United Airlines flight 232 managed a quite amazing landing (mostly crash) with a failure mode that was considered unflyable(all 3 hydraulic systems failed). I really doubt that starship would have a capability to pull something out like that with a similar level of failure. Of course, I would still get on a starship if it were man rated.

Yes, that was quite amazing. They were able to use differential thrust to produce some degree of control. Fortunately the control surfaces were trimmed for roughly level flight.

That's kind of like if all four of Starship's control surfaces became locked in a stable config and they had to use hot-gas thrusters for roll and pitch. Of course, it may have propellant reserve problems. It can land with extra reserves when carrying humans.

Starship will have completely, truly independent drive systems for each of the four control surfaces, so there is no such single failure mode.

On 11/27/2019 at 5:28 PM, magnemoe said:

An helicopter can land everywhere, outside of cliffs, this is an common KSP issue, you do not want to get into the mountain range west of KSP.
══════
### SET TASK A:
Please filter the rows below and keep each line that contains the string "green". Case counts.

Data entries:
══════
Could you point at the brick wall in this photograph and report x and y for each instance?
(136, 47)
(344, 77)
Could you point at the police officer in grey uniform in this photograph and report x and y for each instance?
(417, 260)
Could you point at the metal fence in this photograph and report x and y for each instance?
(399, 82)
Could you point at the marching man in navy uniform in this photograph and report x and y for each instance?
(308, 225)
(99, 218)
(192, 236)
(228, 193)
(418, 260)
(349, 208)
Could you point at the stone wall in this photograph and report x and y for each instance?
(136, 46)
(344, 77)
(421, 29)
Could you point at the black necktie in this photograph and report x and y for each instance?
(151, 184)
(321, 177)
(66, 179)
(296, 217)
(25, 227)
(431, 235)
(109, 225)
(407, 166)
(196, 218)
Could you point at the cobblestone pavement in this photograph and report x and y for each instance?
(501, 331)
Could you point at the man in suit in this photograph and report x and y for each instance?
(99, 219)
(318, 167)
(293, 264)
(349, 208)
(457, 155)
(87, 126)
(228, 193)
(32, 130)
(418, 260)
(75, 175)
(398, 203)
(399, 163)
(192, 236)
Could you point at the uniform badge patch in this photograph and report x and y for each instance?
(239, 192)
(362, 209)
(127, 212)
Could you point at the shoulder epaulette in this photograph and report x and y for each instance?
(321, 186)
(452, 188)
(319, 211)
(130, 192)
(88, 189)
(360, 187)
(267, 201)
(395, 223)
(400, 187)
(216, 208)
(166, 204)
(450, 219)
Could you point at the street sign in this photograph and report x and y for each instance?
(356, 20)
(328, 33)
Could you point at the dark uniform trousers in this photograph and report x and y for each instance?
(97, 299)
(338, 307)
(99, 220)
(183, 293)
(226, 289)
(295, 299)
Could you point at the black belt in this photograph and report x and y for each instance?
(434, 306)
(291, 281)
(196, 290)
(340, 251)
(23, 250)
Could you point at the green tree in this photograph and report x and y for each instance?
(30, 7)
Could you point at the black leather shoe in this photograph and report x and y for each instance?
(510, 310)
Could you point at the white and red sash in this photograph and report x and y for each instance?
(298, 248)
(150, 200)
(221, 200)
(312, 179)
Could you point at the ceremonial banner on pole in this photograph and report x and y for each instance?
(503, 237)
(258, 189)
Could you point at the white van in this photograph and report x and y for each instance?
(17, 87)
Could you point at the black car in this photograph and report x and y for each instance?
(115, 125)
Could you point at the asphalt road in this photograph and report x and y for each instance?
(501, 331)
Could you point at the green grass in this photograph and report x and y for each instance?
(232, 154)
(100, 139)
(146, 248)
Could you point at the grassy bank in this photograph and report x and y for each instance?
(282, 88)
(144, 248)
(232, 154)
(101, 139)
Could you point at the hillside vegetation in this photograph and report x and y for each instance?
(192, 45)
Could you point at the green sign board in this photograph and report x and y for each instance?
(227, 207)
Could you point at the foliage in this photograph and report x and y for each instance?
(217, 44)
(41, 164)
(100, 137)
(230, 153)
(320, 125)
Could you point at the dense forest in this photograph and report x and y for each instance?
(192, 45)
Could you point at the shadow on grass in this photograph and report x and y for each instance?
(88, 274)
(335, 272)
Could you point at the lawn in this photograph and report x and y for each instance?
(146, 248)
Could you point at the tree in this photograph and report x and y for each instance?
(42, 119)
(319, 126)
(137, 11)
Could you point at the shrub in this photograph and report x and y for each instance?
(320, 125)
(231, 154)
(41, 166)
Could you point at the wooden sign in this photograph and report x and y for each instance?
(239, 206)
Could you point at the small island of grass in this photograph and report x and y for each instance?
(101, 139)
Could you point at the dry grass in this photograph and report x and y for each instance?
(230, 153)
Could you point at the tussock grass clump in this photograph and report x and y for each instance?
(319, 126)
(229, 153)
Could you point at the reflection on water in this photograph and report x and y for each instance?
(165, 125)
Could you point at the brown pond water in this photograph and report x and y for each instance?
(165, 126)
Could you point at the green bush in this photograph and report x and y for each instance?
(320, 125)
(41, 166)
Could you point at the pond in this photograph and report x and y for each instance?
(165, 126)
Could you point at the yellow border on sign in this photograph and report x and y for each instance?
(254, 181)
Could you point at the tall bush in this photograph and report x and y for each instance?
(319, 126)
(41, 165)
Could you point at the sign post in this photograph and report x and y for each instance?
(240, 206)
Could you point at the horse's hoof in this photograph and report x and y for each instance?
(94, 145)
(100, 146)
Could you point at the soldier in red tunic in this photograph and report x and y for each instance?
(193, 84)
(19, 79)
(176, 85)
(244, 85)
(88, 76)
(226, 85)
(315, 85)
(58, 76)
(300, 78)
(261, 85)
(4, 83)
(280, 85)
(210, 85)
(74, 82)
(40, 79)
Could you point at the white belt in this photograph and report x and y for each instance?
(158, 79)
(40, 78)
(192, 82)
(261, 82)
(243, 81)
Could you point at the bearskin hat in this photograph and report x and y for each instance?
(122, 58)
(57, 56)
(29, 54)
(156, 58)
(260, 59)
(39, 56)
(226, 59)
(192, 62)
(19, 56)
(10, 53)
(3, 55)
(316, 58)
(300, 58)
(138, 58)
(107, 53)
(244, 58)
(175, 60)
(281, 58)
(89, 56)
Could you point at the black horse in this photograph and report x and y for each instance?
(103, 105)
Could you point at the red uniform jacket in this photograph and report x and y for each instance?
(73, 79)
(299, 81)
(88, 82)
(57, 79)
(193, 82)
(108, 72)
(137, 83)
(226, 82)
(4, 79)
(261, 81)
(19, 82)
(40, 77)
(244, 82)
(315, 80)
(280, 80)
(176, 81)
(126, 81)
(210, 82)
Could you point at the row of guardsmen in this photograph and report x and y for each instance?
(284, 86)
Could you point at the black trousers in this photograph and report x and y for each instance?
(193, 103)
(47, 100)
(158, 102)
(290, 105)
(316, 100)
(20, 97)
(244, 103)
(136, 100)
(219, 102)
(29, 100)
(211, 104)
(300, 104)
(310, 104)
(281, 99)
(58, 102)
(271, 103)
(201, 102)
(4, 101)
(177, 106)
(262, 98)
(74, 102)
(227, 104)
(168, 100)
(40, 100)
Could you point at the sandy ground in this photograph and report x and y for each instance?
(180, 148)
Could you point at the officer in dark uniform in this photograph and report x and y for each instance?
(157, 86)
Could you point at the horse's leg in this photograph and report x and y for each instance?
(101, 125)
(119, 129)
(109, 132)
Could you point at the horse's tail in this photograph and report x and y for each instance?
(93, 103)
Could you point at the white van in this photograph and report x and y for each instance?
══════
### SET TASK B:
Answer these questions from the Starship discussion:
(i) What failed on United Airlines flight 232?
(ii) What did the flight 232 crew use to produce some degree of control?
(iii) What will Starship have for each of its four control surfaces?

### CORRECT RESULT A:
Could you point at the green tree in this photograph and report x and y for each instance?
Could you point at the green grass in this photograph and report x and y for each instance?
Could you point at the green sign board in this photograph and report x and y for each instance?
Could you point at the green bush in this photograph and report x and y for each instance?

### CORRECT RESULT B:
(i) All 3 hydraulic systems.
(ii) Differential thrust.
(iii) Completely, truly independent drive systems.